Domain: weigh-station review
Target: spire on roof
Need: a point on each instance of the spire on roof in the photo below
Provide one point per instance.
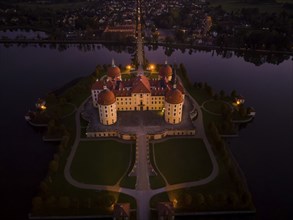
(174, 77)
(166, 61)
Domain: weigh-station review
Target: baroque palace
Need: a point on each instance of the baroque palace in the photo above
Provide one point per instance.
(111, 94)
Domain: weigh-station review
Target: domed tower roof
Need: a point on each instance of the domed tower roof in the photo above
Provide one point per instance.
(165, 70)
(113, 71)
(174, 96)
(106, 97)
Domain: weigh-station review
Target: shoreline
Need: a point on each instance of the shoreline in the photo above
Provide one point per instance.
(163, 44)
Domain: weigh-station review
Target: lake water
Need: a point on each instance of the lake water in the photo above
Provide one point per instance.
(263, 150)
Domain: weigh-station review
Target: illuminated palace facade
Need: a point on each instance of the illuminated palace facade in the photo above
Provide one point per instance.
(111, 94)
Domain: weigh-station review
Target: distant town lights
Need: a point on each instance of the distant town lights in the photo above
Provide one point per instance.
(43, 107)
(175, 203)
(151, 67)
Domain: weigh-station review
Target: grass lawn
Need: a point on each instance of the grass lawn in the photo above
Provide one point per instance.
(100, 162)
(183, 160)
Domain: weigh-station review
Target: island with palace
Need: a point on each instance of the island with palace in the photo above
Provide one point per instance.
(141, 142)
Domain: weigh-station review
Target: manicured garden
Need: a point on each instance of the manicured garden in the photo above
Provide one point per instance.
(100, 162)
(182, 160)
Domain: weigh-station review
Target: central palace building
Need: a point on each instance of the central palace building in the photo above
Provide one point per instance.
(111, 94)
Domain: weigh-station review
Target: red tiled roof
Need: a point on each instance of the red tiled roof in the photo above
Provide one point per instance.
(106, 97)
(174, 96)
(141, 85)
(98, 85)
(113, 71)
(165, 70)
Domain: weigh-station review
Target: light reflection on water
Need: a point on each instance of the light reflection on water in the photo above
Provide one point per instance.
(263, 149)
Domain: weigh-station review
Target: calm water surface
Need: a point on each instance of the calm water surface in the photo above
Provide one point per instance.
(263, 150)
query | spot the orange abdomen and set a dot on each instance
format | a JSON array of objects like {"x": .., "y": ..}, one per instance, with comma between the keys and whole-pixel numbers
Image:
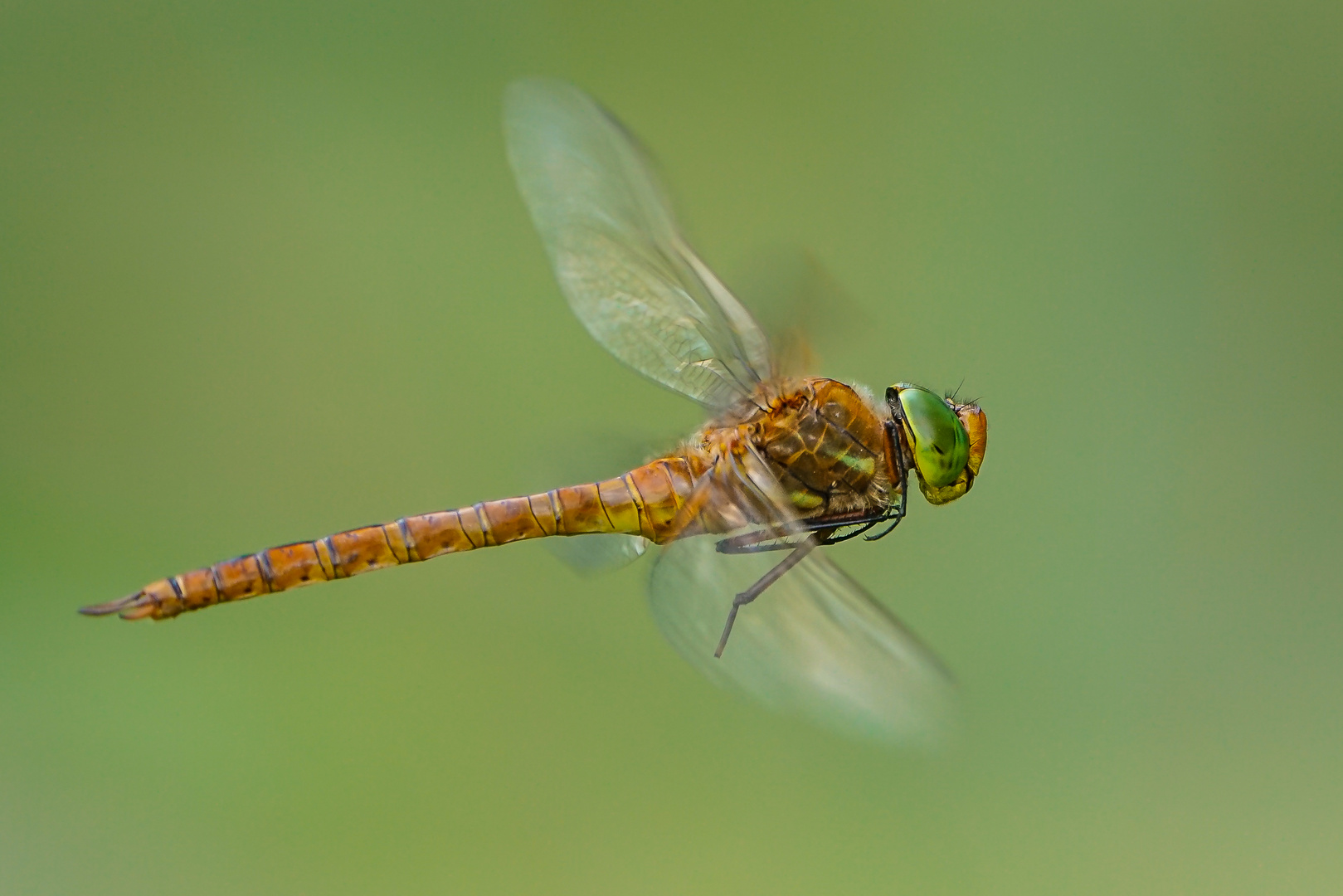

::::

Whatever pictures the entries contain, omit them, and write the rest out exactly.

* [Task result]
Domain: weigh-station review
Target: spire on roof
Need: a point on each instance of the spire on roof in the photo below
Provide one point per instance.
(174, 77)
(166, 61)
Domain: weigh-station review
Target: baroque palace
Need: a point on each instance of the baroque palace in the photo above
Provide one point per instance.
(111, 94)
Domain: weigh-station review
Target: domed tower roof
Need: a point on each instance of the domed tower roof in the photo above
Provide one point per instance.
(165, 70)
(113, 71)
(174, 96)
(106, 97)
Domain: weigh-station review
Target: shoreline
Need: a point on each instance of the shoreline in the photo above
Provide one point per instance.
(163, 44)
Domain: weigh-station review
Target: lake water
Need: a point on each instance of the lake water in the photo above
Provide one point per instance.
(263, 150)
Domain: weigh-station review
Target: illuminated palace facade
Need: a point on each instance of the illuminated palace facade in the photo above
Provide one point per instance.
(111, 94)
Domain: weigh-station review
Target: distant town lights
Need: a point on each instance of the distant town lights in the photo above
Provide one point per instance.
(43, 107)
(175, 203)
(151, 67)
Domain: weigh-station review
Target: grass lawn
Need: a point on each instance of the grass lawn in the photo above
Provide one point per instance.
(100, 162)
(183, 160)
Domain: weigh-station review
Target: island with palace
Need: a point on each instance of the island with palace in the photo above
Provide one point per instance.
(141, 142)
Domain: weigh-station review
Target: manicured garden
Need: a point on each instance of the manicured garden in the photo above
Provide one point per instance.
(100, 162)
(182, 160)
Domain: weigh-station review
Target: central palace building
Need: a point on each instance of the central palace building in the photo above
Provide one point per instance.
(111, 94)
Domain: weigh-station review
Target: red tiled roof
Need: a point on each instance of the red tiled roof in the photo above
Provide one point per instance.
(106, 97)
(174, 96)
(141, 85)
(98, 85)
(113, 71)
(165, 70)
Domain: weigh-station review
Target: light reflection on water
Need: a point on each instance of the light reflection on water in the photo above
Provide one point per instance.
(263, 149)
Domain: weigh-station review
Target: calm water surface
Need: a point on each instance of the calm water surface in the photo above
Provide one point per instance.
(263, 150)
query | spot the orange abdomen and set a dot on each instance
format | a JSON array of objects like {"x": .., "y": ..}, one per instance, with comma between the keys and whole-pixel numbers
Image:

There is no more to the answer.